[Exercise brief]
Can all of these lines be returned exactly?

start

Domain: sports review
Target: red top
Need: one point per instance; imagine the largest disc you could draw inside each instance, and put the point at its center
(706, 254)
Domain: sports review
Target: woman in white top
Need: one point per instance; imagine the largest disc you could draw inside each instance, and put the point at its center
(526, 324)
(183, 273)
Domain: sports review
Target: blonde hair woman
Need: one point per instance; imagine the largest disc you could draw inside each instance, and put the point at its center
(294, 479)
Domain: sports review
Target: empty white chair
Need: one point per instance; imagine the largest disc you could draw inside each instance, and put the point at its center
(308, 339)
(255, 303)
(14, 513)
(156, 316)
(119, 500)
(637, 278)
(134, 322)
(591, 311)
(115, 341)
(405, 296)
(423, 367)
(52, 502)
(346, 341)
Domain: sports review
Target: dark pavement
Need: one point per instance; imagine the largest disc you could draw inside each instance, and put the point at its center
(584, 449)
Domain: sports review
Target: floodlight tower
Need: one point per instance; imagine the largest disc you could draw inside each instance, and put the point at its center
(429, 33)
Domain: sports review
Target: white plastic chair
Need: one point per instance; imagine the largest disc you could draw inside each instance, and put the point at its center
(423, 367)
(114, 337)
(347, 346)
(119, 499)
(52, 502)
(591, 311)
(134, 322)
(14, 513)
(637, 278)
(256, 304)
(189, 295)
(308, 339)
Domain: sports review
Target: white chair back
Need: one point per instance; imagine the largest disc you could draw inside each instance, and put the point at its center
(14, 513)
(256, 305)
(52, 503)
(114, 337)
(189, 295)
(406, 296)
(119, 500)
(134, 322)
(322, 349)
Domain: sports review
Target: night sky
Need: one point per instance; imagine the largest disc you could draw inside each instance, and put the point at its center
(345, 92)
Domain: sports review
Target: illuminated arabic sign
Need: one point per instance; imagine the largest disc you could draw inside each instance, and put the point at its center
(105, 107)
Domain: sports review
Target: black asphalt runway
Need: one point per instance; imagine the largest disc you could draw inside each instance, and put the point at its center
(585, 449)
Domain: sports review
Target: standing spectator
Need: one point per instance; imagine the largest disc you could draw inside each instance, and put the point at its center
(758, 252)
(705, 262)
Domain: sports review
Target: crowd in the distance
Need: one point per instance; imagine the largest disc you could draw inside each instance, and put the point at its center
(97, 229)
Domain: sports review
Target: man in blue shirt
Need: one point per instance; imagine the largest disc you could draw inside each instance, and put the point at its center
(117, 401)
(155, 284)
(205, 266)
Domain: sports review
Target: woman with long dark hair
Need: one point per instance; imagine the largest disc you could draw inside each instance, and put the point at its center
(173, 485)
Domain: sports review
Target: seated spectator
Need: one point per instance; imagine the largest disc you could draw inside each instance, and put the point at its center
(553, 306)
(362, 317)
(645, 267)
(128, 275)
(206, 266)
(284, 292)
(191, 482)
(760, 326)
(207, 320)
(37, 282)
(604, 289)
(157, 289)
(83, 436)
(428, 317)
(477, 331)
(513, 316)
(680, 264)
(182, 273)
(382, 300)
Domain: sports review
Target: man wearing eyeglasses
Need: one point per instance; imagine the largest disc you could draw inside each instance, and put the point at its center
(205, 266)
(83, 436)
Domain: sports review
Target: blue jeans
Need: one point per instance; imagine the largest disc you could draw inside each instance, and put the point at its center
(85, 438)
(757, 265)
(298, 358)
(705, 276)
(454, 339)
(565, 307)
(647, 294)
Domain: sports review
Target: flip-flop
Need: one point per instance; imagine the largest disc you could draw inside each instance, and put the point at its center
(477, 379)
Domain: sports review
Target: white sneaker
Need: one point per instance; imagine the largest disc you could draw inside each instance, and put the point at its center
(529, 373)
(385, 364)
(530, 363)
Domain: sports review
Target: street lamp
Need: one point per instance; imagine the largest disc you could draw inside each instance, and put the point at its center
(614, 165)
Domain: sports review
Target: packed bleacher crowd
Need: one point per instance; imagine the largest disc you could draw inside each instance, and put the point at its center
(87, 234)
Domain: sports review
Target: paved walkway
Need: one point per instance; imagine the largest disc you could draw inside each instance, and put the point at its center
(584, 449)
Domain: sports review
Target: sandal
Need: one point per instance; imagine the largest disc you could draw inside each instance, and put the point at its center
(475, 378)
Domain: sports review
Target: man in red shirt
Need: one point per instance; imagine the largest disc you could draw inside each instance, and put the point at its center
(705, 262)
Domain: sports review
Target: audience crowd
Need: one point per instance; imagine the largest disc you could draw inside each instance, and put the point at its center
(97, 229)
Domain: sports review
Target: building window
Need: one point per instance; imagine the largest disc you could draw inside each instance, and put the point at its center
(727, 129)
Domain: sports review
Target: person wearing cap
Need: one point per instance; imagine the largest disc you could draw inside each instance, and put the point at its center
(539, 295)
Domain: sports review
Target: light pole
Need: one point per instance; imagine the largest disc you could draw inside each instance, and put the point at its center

end

[Result of the task]
Domain: sports review
Target: red top
Need: one point per instance; imagine the largest disc you could draw inside each instance, and put the point at its center
(706, 254)
Domain: sports review
Target: woman in white top
Need: one point per instance; imagine the largest disc you could draw inside each instance, and put the point at its center
(526, 324)
(183, 273)
Domain: sports review
Target: blonde hair woman
Need: one point per instance; imagine the largest disc you could draw inside each instance, and put the point at its center
(294, 479)
Domain: sports review
Target: empty white chair
Need: one point per instance; imagine the largest disc you could draw inside each instance, and put the point at its center
(308, 339)
(255, 303)
(14, 513)
(156, 316)
(119, 500)
(637, 278)
(134, 322)
(591, 311)
(115, 341)
(405, 296)
(423, 367)
(52, 502)
(346, 341)
Domain: sports review
Target: dark pavement
Need: one point per instance; imagine the largest disc you could draw inside each instance, and put the point at its center
(584, 449)
Domain: sports review
Target: floodlight tower
Need: one point per instance; imagine the largest disc you could draw inside each instance, and put the point at its center
(429, 33)
Domain: sports review
Target: white plastic chair
Need: one point per instance; imagine the largest disc you could draw inside each instance, and put the point at its center
(423, 367)
(114, 337)
(347, 346)
(119, 499)
(52, 502)
(591, 311)
(134, 322)
(14, 513)
(637, 278)
(256, 304)
(189, 295)
(308, 339)
Domain: sports review
Target: white chair back
Need: one point per instance; imagine the largest disc you could draw inside each instance, and put the point at its center
(14, 513)
(256, 305)
(52, 503)
(114, 337)
(189, 295)
(406, 296)
(119, 500)
(134, 322)
(322, 349)
Domain: sports review
Target: night sky
Need: one point per instance; imagine the largest disc you could draw inside each instance, and put the point at its center
(345, 92)
Domain: sports review
Target: illuminated arabic sign
Need: one point per instance; imagine the largest disc you could draw inside each instance, and put the point at its center
(105, 107)
Domain: sports review
Target: black asphalt runway
Need: one point per instance; imagine the largest disc you could draw inside each instance, and put the point at its center
(585, 449)
Domain: sports review
Target: standing spectator
Need: one point per instance; imagine the largest disc you could draw inside each instance, and put the point at its center
(758, 252)
(705, 262)
Domain: sports review
Target: crowd in the distance
Need: one point per instance; imagine the largest disc you could draw inside each instance, and put the point at its center
(97, 229)
Domain: sports review
Target: man in blue shirt
Need: one point per instance; imagine the largest disc you could draw inside each instance, and put the point at its center
(117, 401)
(155, 284)
(205, 266)
Domain: sports review
Target: woman with long dark hair
Need: one point per instance; imagine the largest disc you could draw inside each instance, and put the point at its center
(173, 485)
Domain: sports review
Target: seated spectator
Need: one point per instance; imagine the largest disc you could draw inside each instance, and put the point at its center
(553, 306)
(362, 317)
(645, 267)
(128, 275)
(206, 266)
(284, 292)
(191, 482)
(760, 326)
(207, 320)
(37, 282)
(604, 289)
(157, 289)
(83, 436)
(428, 317)
(477, 331)
(513, 316)
(680, 264)
(182, 273)
(382, 300)
Domain: sports review
Target: man wearing eyeglasses
Need: one point per instance; imagine the largest disc you could draw inside each instance, and put the point at its center
(205, 266)
(83, 436)
Domain: sports review
Target: blue jeans
Need: one point per instance; imagine the largest disc you could draw inside each instance, and put the point at its center
(85, 438)
(757, 265)
(298, 358)
(705, 276)
(454, 339)
(565, 307)
(647, 294)
Domain: sports review
Target: flip-flop
Need: one point per instance; imagine the largest disc you could draw inside each instance, and put the point at its center
(477, 379)
Domain: sports review
Target: white sneaker
Need: one point per instance; imagine the largest disc you could draw inside each instance, and put the point at its center
(529, 373)
(385, 364)
(530, 363)
Domain: sports review
Target: street lamp
Need: one point per instance; imagine the largest disc you could draw inside each instance, and put the point at its center
(614, 165)
Domain: sports review
Target: packed bleacher crowd
Need: one point per instance; imagine the largest disc you could draw inside each instance, and put the point at its center
(87, 234)
Domain: sports review
Target: paved walkway
Need: one point per instance; imagine the largest disc you could draw inside each instance, and put the point at its center
(584, 449)
Domain: sports review
Target: sandal
Need: one point per instance; imagine the largest disc you could draw inside each instance, and put the point at its center
(475, 378)
Domain: sports review
Target: man in red shirt
Need: one point per instance; imagine the largest disc you could draw inside each instance, and put the point at its center
(705, 262)
Domain: sports review
Target: audience crowd
Need: one point per instance; imagine the largest disc you could draw inside each instance, and put the point at its center
(97, 229)
Domain: sports review
Target: building window
Need: one point per instance; imagine the largest disc you could draw inside each instance, and put the point at its center
(727, 129)
Domain: sports review
Target: person wearing cap
Need: one point per instance; imagine the largest disc you could draw inside each instance, and put the point at its center
(539, 295)
Domain: sports review
Target: light pole
Need: one point per instance; imagine the largest disc you could draw inside each instance, and put the point at its center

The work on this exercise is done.